### Text
Content starts
= Manchukuo Police =

The Manchukuo Police was the main law enforcement agency of Manchukuo in what is today China.

==Background and foundation==

When the Fengtian Clique ruled Manchuria, they had a police system that was legally part of the Republic of China Police but acted independently. After the Japanese Empire invaded Manchuria and established Manchukuo, a new system was established under the control of Japan. A central police department was established to be responsible for all police in Manchuria.

In each province, police headquarters were set up, like Xinjing's Metropolitan Police Office and the Fengtian City Police.

A Maritime Police was also set up to combat smuggling.

==History==

- March 1932:the Manchukuo Police Forces were established.
- June 1932:the Xinjing Metropolitan Police Department was established.
- March 1934:Puyi was formally declared as Emperor.
- March 1937:the Manchukuo Police were put under the authority of the Manchukuo Ministry of Public Security.
- December 1937:Extraterritoriality over Japan is abolished.
- December 1939:A police code of conduct is enacted.
- October 1943:"General Directorate of Security Affairs" is established to replace the Manchukuo Ministry of Public Security.
- August 1945:Manchukuo Police was dissolved.

==Police code==

In December 1939, the Manchukuo Police Code of Conduct was established as a code of conduct for all police officers .

- Police officers should be the forerunners of the Kingly Way.
- Police officers should be the core of national harmony.
- Police officers must be men of valor and uphold justice.
- Police officers must be disciplined and harmonious.
- Police officers are supposed to act with integrity and responsibility
- Police officers should be honourable, impartial, and selfless.
- Police officers should strive to self-improve their personalities.

==Maritime Police==

As a subordinate organization of the Manchukuo Police, its main task was to crack down on smuggling and maintain maritime security. Although the name of the police force is used, the Imperial Japanese Navy were deeply involved since the very beginning and trained its officers. During the middle of World War II, the Japanese Navy took over the cost of the transport of goods. In addition, half of the maritime police officers were Japanese seconded from the Imperial Japanese Navy.
Content ends
### List of tasks
1. Return the Manchukuo Police text exactly from "- December 1937:Extraterritoriality" to "and uphold justice.".
2. According to the Manchukuo Police text, what body replaced the Manchukuo Ministry of Public Security in October 1943?

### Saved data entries
Content starts
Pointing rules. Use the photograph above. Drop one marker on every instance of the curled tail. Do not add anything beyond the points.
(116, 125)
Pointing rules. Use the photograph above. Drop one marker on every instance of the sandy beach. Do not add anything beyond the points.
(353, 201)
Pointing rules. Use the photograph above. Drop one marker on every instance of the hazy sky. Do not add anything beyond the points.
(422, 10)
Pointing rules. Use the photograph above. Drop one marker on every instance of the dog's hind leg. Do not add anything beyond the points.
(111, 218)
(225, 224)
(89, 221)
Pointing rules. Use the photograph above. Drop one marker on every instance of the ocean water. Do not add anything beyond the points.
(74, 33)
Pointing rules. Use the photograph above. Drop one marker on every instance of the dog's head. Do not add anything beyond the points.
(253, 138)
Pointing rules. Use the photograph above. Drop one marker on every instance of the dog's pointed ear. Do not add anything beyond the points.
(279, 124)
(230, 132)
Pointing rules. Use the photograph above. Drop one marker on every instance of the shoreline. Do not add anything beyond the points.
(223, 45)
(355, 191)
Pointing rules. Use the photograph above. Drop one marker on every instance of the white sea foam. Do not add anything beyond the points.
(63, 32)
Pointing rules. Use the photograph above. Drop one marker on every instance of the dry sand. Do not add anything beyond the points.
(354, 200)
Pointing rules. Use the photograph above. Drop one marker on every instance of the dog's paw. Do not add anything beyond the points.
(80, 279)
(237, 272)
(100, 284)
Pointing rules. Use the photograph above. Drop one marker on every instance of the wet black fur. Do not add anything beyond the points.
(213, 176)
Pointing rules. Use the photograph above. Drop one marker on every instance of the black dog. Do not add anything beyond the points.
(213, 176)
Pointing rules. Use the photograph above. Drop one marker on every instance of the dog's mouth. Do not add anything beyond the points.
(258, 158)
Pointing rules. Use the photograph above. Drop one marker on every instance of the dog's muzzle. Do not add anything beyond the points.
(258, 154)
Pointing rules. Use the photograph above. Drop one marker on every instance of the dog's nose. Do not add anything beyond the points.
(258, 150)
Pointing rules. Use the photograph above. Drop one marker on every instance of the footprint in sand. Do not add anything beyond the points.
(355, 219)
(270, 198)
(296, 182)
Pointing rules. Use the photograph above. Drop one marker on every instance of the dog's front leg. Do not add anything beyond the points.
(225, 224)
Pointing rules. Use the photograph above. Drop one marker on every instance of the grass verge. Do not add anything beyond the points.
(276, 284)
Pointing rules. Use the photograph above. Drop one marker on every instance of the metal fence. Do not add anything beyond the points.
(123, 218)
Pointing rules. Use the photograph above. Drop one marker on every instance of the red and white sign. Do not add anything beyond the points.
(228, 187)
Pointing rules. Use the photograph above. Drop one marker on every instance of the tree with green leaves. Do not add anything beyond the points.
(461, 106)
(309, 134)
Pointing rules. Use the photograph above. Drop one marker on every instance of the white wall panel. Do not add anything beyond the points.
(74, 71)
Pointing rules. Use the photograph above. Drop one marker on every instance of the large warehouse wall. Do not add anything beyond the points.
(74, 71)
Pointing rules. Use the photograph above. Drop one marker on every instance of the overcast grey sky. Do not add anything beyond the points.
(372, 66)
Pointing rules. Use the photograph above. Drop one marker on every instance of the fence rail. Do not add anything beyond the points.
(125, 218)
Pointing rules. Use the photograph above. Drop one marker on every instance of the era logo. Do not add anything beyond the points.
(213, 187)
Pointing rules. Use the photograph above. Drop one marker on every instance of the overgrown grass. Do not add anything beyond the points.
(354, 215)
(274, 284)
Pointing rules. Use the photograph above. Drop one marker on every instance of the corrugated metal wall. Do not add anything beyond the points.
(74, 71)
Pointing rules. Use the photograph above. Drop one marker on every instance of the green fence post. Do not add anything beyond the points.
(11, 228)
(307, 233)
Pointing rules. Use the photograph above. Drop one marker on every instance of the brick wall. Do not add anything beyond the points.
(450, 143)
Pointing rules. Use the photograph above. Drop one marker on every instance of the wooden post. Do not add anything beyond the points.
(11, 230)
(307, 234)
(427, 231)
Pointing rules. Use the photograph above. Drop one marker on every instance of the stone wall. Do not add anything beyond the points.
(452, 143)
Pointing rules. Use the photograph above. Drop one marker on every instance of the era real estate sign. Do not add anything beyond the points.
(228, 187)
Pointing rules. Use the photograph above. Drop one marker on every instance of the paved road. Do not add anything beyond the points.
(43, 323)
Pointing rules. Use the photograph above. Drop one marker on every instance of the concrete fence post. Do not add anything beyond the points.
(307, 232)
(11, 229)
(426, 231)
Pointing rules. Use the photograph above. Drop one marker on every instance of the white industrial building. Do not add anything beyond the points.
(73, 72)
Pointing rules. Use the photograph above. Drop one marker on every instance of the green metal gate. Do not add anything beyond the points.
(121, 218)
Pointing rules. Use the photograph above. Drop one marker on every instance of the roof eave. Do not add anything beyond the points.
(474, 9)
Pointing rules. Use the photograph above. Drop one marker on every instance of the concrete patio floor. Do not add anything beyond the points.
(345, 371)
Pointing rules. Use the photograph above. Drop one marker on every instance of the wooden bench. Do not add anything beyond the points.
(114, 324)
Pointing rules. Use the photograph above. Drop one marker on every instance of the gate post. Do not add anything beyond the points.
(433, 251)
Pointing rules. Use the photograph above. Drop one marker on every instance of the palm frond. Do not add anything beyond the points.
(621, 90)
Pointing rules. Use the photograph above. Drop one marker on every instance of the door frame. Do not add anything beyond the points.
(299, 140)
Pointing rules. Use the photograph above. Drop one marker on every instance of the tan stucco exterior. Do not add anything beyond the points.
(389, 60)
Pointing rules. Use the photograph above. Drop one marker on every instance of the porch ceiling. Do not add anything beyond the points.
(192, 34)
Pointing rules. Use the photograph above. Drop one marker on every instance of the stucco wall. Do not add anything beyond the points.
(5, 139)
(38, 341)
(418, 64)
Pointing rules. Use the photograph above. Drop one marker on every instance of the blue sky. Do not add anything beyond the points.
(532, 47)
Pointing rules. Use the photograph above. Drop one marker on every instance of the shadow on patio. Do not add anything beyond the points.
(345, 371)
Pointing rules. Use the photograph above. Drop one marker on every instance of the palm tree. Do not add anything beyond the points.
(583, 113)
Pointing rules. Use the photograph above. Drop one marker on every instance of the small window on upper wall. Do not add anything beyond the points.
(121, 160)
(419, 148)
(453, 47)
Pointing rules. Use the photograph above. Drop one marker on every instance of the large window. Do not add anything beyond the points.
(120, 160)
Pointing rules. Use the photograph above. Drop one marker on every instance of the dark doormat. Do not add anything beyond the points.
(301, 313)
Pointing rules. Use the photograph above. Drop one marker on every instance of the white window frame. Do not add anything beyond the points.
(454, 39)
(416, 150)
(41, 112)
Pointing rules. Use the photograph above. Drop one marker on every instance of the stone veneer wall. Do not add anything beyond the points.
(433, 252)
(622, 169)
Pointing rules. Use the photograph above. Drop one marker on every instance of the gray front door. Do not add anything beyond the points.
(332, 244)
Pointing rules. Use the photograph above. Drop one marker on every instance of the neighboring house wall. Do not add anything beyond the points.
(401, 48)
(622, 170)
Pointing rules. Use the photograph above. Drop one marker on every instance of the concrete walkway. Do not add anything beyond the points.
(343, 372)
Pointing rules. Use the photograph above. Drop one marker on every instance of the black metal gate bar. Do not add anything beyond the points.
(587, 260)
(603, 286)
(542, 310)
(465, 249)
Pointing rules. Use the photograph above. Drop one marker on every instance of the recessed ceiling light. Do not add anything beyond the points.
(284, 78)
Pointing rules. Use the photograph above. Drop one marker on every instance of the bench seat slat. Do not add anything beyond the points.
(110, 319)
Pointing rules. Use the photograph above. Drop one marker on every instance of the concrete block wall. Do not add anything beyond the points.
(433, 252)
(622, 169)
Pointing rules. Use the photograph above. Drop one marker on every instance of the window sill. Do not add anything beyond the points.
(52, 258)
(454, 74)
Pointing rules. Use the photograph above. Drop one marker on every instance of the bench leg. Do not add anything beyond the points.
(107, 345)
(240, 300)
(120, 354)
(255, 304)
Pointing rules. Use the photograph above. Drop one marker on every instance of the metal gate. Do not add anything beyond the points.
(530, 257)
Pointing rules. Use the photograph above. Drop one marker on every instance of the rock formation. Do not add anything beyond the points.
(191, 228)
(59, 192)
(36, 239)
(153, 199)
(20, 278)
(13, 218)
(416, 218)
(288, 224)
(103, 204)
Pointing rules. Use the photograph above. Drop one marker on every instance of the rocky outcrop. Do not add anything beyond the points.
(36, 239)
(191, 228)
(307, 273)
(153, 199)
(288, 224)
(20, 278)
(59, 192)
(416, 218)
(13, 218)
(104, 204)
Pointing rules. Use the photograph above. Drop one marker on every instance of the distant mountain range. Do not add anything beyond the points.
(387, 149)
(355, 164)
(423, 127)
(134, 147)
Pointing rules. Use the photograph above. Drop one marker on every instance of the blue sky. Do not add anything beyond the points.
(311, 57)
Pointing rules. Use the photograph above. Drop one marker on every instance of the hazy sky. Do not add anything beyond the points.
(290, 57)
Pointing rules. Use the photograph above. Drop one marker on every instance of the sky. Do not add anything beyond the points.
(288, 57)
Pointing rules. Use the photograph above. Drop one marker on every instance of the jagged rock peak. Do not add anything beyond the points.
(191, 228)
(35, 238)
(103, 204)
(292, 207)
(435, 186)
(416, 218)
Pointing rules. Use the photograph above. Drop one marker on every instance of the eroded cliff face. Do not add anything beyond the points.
Content ends
### Task results
1.
- December 1937:Extraterritoriality over Japan is abolished.
- December 1939:A police code of conduct is enacted.
- October 1943:"General Directorate of Security Affairs" is established to replace the Manchukuo Ministry of Public Security.
- August 1945:Manchukuo Police was dissolved.

==Police code==

In December 1939, the Manchukuo Police Code of Conduct was established as a code of conduct for all police officers .

- Police officers should be the forerunners of the Kingly Way.
- Police officers should be the core of national harmony.
- Police officers must be men of valor and uphold justice.

2. The General Directorate of Security Affairs.